» **Complete the following**
A) In the satellite internet post, about what percentage of the people interested in renting the home in Washington change their mind when they find satellite is the only option?
B) Print the part of the satellite internet post that opens with the words containing "I can just see" and closes with "the far corners...".
C) Write what comes next in the satellite internet post, continuing it from its last sentence.

» **Excerpt**
______

Satellite Internet

   / Satellite Internet #41  
It is also true that in this same rural area Comcast brought cable internet availability, BUT it won't get to my house, a mile from the local highway up our dirt road. I think this is because with Vtel running fiber Comcast has no incentive to string cable in the same area. Wouldn't want them anyway; used them in CT and they are USELESS.

About 90% of the people interested in renting my home in Washington change their mind when they find Satellite is the only option.

One tenant hated Satellite and wanted me to pay the 12 to 14k comcast hookup fee...

I can just see spending a bundle and something new comes along...

Now every little mountain hamlet in Austria has Fiber... even if there are just 3 farms at the top of a mountain... really amazing in that the Internet rollout was like Telephone here where it was to be brought to the far corners...

______

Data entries
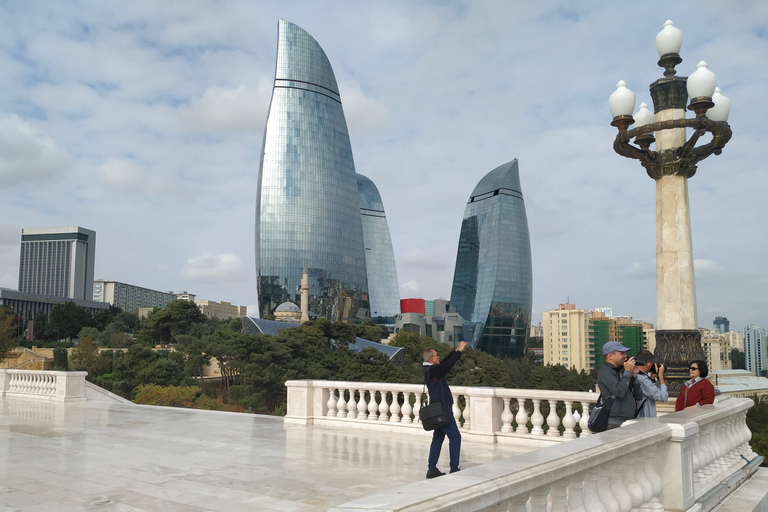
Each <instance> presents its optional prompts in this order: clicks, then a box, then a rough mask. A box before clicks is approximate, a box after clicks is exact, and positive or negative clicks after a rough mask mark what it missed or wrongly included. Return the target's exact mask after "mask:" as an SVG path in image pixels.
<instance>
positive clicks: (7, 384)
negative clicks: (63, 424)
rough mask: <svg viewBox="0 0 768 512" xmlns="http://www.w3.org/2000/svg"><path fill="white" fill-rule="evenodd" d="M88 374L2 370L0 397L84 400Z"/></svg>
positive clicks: (58, 399)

______

» **Results of the tasks**
A) About 90%

B)
I can just see spending a bundle and something new comes along...

Now every little mountain hamlet in Austria has Fiber... even if there are just 3 farms at the top of a mountain... really amazing in that the Internet rollout was like Telephone here where it was to be brought to the far corners...

C)
My friends in Santa Cruz mountains are 7 miles on a gravel road... they are totally off grid except they have a dial phone... cells don't even work there.

In the early 70's the phone company ran cable underground to connect the 30 or so people along this 7 mile road to nowhere...
 
   / Satellite Internet #42  
Is there a good simple website that explains what all these options are. Dsl, cable internet, T1, ect. It's pretty much all foreign to me.

DSL= Digital Subscriber Line. It is a digital signal superimposed over a regular copper telephone line Asymmetrical in speed. more download speed than upload speed. Upload speeds usually top out at 2Meg. Download speed up to 24Meg (for people close to the Telephone Central office or a remote DSLAM (Digital Subscriber Line Access Multiplexer) The piece of equipment that multiplexes (superimposes) the digital signal on the copper telephone line. DSL is distance limited. Although many newer schemes have increased distance and speed. The general rule is the further out you are the slower it goes. Of course fiber fed DSLAM can be built for a subdivision that is many miles from a central office.. BUT remotes are not cheap. They can cost a million bucks.

Cable internet over the actual coax cable can have speeds over 100Meg, Also Asymmetrical (upload speed different than download speed) Fiber fed speed much higher. 1Gig common, 10 Gig possible.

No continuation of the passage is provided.